── TEXTO MOSTRADO ──
Mientras estamos en la mente, permanecemos en el pensamiento y, por tanto, atrapados en el pasado o proyectados hacia el futuro, identificados con nuestras "películas mentales", la inestabilidad y el sufrimiento que conllevan.

En la oración silenciosa o contemplativa, se da el paso del "pensar" al "estar", del pasado a la Presencia, del sufrimiento a la paz, de la ignorancia a la comprensión.

Pero esto requiere adiestrarse en la capacidad de permanecer en el Presente, "viniendo" sencillamente al "aquí y ahora". Sin pensarlo, sin pretender apresarlo, sino sólo estando. Sesha ha sabido expresarlo de un modo hermoso y ajustado:

"Querer poseer el Presente impide experimentarlo; querer estar atento a él lo aleja. Sitúate en el "aquí y el ahora" y no intervengas queriendo poseerlo.

Cuando el ser humano logra situarse en una condición permanente de percepción del Presente, afloran el saber, la existencia y el amor no-diferentes".

Es entonces cuando se descubre que, "mientras se piensa no se sabe; y mientras se sabe no se piensa".

No somos la "ola" que fluctúa impermanente, sino el "océano" en el que las olas aparecen y desaparecen. Ahora bien,

"¿podrá conocer una ola lo que es el mar? Cuando ustedes piensan, son olas; cuando comprenden, son mar".

Permanecer en el Silencio y la Presencia, en la oración-sin-objeto, eso es la oración contemplativa. Cuando todavía no hemos aprendido a "tomar distancia" de nuestra mente y no hemos empezado a "saborear" la belleza y plenitud del Silencio, lo que llamamos "oración" no es sino una cavilación mental –aunque gire en torno a "contenidos" religiosos- y, al querer estar, lo que suele ocurrir es que aparezca el sueño. Es lo primero que les ocurrió a los discípulos en aquella experiencia teofánica.

Pero no fue lo único. En el camino espiritual –y en la práctica de la oración contemplativa-, acecha otro riesgo: el de hacer "tres chozas" (o peor todavía, una sola) para el propio ego.

Como de cualquier otra cosa, el ego puede hacer de la oración o de la meditación un "paraíso narcisista" a su medida, en el que nadie le molesta y donde se encuentra a salvo de cualquier interpelación o cuestionamiento.

El texto ofrece una salida a esa trampa: "escuchar" a Jesús, es decir, atender a lo que fue la práctica del Maestro de Nazaret, para dejarnos interpelar por ella.

Probablemente, los tres rasgos que más atrayente hacen el mensaje de Jesús son los siguientes: su sencillez, la prioridad que da a la práctica y el hecho de que ésta se centre en la bondad o compasión. Todo ello puede resumirse en la respuesta que el propio Jesús da al doctor de la Ley que le pregunta por el mandamiento "más importante". Tras contar la parábola "del buen samaritano", Jesús simplemente le dice: "Ve, y haz tu lo mismo" (evangelio de Lucas 10,37).

En la historia posterior, el cristianismo se fue convirtiendo en una religión marcada por el "doctrinarismo", como si las "creencias" hubieran ido ocupando el lugar de la "práctica".
───
── REGISTROS PROPORCIONADOS ──
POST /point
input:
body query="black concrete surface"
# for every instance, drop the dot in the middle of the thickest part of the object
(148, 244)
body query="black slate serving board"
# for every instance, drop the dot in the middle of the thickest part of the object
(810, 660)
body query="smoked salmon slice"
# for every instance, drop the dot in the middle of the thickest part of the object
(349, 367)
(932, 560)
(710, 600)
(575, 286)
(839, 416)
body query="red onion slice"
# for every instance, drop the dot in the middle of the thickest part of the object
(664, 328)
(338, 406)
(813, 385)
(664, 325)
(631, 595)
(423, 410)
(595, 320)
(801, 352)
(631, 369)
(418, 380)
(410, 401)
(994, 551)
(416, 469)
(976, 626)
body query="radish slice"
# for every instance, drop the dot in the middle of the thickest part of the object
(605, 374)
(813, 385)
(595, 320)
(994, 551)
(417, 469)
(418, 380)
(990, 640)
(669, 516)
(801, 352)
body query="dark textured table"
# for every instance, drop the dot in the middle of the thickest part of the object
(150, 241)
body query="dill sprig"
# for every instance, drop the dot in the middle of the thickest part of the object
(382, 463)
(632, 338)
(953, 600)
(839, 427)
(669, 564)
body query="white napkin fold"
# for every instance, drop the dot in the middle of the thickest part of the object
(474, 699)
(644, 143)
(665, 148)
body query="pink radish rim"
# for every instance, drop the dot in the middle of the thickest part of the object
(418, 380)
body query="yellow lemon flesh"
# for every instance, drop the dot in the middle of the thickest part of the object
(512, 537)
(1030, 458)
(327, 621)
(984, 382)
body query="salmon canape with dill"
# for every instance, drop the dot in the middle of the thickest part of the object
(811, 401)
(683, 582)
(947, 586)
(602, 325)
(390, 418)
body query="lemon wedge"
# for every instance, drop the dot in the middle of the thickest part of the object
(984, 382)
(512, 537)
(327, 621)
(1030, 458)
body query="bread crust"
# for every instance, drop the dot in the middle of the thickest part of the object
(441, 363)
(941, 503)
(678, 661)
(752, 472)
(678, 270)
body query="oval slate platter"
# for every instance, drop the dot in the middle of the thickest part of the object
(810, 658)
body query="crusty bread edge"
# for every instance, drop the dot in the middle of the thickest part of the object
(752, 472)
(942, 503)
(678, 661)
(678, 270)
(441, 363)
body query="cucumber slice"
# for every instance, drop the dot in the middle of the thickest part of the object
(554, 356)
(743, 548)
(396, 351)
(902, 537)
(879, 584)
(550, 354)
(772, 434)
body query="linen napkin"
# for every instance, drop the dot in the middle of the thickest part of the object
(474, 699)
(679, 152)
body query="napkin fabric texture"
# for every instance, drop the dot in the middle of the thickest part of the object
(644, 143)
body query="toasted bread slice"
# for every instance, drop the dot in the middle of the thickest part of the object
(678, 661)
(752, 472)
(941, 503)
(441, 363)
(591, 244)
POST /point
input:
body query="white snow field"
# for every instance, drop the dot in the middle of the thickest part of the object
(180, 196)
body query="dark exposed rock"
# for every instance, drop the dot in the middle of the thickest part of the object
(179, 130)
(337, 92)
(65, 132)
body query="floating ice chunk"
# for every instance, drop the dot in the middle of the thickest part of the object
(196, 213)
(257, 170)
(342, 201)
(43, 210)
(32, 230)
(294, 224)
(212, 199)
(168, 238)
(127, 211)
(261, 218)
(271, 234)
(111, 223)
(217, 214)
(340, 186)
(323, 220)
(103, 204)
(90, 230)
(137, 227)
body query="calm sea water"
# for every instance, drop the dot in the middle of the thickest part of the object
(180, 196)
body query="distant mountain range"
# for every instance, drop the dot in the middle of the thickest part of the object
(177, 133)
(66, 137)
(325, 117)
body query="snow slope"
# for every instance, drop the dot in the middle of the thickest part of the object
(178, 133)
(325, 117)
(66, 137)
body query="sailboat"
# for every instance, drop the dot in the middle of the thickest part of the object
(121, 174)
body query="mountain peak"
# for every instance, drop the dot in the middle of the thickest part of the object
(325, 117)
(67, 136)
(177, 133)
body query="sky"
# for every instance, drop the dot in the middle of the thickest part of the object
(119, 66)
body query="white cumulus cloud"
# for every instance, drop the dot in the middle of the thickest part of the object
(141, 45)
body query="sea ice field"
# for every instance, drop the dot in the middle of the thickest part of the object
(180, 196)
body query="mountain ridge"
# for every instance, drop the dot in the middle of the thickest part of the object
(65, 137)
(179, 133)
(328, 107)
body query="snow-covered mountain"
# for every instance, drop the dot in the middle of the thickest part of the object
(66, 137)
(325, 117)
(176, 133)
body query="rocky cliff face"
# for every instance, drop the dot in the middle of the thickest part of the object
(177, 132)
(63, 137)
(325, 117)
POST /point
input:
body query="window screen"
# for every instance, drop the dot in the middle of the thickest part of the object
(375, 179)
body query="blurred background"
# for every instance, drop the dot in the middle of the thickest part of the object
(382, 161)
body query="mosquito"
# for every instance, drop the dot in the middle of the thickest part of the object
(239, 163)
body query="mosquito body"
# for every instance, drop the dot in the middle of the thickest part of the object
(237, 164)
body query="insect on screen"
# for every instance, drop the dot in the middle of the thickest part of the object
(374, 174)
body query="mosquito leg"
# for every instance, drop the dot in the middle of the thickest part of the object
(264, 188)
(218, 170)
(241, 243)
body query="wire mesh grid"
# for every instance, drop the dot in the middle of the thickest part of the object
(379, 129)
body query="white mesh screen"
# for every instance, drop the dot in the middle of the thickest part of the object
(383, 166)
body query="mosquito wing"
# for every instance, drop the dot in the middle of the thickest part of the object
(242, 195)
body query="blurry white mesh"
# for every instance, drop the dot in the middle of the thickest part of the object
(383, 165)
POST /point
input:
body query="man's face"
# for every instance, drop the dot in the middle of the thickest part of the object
───
── REGISTROS PROPORCIONADOS ──
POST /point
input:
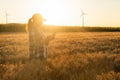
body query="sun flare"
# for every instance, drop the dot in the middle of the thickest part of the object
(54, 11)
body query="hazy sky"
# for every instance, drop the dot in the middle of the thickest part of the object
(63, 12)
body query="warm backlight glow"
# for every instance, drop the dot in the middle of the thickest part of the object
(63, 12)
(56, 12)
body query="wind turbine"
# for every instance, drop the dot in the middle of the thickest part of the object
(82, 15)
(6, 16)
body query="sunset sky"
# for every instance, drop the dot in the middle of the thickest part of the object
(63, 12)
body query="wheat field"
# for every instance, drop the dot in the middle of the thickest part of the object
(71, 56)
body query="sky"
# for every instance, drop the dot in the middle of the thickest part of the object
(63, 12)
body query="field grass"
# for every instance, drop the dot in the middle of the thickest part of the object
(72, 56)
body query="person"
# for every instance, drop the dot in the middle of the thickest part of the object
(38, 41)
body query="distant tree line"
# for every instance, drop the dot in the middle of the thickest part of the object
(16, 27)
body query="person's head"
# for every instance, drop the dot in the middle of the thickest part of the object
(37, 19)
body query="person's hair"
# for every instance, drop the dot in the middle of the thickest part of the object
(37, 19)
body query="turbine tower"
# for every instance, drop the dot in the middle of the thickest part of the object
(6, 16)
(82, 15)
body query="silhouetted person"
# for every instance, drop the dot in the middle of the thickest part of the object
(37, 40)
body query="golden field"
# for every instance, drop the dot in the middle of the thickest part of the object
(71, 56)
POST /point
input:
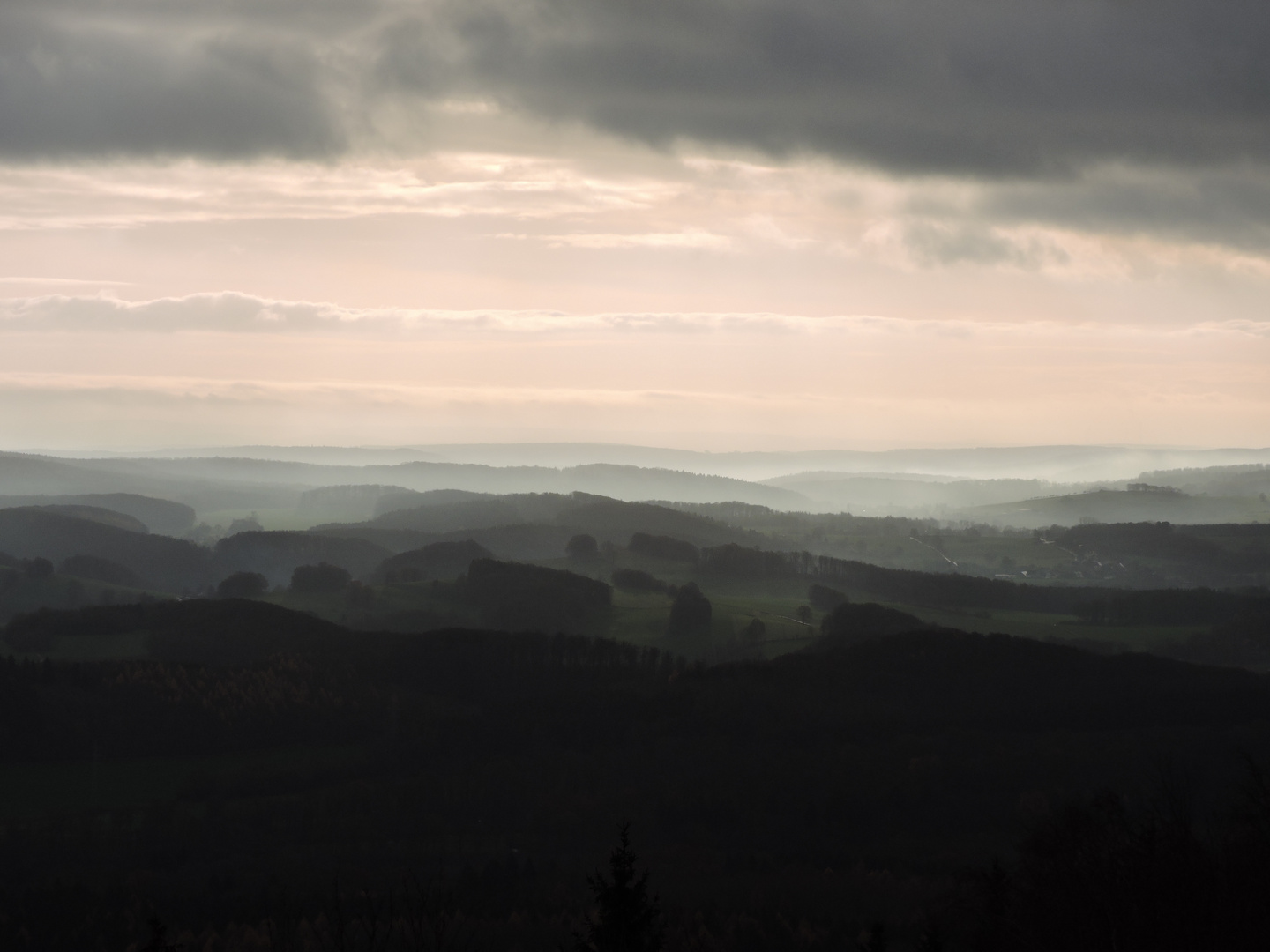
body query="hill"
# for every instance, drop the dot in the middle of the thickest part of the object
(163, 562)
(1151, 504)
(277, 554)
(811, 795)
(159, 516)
───
── REGISTROS PROPORCIONADOS ──
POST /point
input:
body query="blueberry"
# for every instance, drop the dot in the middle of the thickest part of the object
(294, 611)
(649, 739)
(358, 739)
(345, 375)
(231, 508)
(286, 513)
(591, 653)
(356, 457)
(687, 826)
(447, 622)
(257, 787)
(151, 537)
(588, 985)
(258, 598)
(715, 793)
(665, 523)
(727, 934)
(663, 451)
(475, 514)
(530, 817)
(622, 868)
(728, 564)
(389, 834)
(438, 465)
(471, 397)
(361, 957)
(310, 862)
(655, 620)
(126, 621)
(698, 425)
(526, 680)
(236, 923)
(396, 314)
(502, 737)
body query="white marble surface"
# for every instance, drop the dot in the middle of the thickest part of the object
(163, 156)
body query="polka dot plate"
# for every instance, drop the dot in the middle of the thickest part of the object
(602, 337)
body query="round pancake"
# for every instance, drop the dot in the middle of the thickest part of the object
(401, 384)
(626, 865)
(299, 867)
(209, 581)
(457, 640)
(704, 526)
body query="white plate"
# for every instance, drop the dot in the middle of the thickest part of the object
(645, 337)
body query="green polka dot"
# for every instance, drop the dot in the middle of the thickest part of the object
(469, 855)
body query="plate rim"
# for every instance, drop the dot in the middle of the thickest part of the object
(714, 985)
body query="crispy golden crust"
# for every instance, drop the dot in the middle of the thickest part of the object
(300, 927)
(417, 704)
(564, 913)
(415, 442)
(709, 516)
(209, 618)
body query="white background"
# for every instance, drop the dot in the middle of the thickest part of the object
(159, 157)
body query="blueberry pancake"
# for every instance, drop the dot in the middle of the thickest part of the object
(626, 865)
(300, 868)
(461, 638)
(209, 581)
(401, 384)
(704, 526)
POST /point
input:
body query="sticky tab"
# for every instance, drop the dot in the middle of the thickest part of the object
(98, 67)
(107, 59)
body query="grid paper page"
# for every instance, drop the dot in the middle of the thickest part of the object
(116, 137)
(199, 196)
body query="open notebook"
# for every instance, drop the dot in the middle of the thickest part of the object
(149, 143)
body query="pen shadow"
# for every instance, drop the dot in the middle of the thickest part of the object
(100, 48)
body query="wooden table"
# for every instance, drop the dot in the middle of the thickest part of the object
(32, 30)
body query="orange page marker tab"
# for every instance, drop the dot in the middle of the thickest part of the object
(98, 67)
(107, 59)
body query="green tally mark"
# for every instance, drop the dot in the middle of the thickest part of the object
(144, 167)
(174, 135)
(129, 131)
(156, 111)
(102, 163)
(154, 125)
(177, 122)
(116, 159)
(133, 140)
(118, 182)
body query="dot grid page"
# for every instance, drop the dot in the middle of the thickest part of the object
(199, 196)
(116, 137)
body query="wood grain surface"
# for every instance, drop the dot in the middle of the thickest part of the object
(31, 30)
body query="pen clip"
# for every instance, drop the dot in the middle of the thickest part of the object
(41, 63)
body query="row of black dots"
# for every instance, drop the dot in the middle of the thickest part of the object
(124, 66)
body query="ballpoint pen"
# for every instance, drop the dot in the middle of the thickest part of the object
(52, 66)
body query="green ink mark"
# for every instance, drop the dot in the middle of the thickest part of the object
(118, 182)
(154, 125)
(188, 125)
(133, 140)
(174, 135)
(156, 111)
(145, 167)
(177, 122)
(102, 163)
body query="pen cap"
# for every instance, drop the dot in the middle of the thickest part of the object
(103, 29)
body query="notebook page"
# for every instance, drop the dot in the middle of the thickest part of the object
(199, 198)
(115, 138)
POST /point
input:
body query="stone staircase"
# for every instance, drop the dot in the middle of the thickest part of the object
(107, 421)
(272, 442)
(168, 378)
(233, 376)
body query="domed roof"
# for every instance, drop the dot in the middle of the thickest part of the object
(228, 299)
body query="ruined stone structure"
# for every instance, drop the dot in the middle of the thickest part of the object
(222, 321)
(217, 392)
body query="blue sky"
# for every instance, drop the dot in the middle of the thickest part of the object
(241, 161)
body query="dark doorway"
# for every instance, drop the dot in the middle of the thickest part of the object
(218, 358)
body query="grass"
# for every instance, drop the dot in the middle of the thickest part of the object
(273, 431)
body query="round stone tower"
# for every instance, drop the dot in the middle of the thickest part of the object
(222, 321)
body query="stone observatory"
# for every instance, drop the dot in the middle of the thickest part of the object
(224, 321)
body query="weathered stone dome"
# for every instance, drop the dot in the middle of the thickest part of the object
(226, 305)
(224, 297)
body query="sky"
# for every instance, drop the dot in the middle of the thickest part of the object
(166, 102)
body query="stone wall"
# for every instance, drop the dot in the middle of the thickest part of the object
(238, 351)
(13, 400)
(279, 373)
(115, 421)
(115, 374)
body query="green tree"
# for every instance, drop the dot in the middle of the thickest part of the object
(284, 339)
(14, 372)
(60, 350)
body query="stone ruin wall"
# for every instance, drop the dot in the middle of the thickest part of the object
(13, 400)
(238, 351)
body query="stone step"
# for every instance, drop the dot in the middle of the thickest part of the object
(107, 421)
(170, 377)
───
| INSTRUCCIONES DE TAREAS |
[1] En el texto sobre la oración contemplativa, ¿cuáles son los tres rasgos que más atrayente hacen el mensaje de Jesús?
[2] Reanuda el texto sobre la oración contemplativa a partir de su última oración.

| RESPUESTAS EN ORDEN |
[1] Su sencillez, la prioridad que da a la práctica y el hecho de que esta se centre en la bondad o compasión.

[2]
"Escuchar a Jesús" –como pide el relato de hoy- significa volver a lo que fue el evangelio y sus prioridades.

Ahora bien, si somos honestos, percibiremos que el riesgo de caer en actitudes narcisistas no radica en la oración contemplativa, sino en la identificación con la mente (con el yo). Cuando ésta se da, todo lo que hagamos, sin excepción, no servirá sino para inflar el propio ego.

Por el contrario, cuando la oración es tal, su característica primera es la desapropiación del yo –el "desasimiento", de que hablaba Teresa de Jesús-. Es entonces cuando emerge la Presencia divina, hasta "ocuparlo" todo. El ego desaparece y se experimenta lo que decía el místico sufí:

"El ego y Dios no caben juntos; donde está el uno, no cabe el otro".

El "estar" de la oración contemplativa –o de la meditación- es Presencia desnuda de pensamientos que, transformando desde dentro a la persona, la lleva al re-conocimiento interior de su identidad profunda, en la que se descubre no-separada de lo Real.

A veces, algunas personas religiosas dudan de esta "oración desnuda", del mero "estar" sin objeto, porque piensan que "les falta algo", una referencia expresa a Dios, a Jesús o a los santos. Es innegable que, en cada uno de nosotros, pueden estar influyendo muchos factores, que hacen que nos encontremos en un lugar determinado del camino. Por eso, parece sabio seguir la propia intuición –es la voz de Dios en nuestro interior-, siempre que haya lucidez, humildad y desapropiación del yo.

Sin embargo, creo importante subrayar la importancia de no cerrarnos, de entrada, a la oración completamente silenciosa –en el silencio de las palabras, los afectos y los pensamientos-, en la que se nos puede revelar la Belleza y la Plenitud del Misterio que llamamos "Dios".

Cuando pensamos, tenemos pensamientos sobre Dios; cuando acallamos la mente, lo experimentamos.

En una palabra: si el estar es verdadero estar, todo lo que queda es Dios: aquel "no sé qué, que se alcanza por ventura". En el silencio del no-pensamiento no falta Dios –es sólo nuestra mente o nuestro yo quien puede añorar una fórmula o una palabra que le es familiar-; al contrario, es entonces cuando permitimos que, en ausencia del yo separador, su Presencia lo ocupe todo.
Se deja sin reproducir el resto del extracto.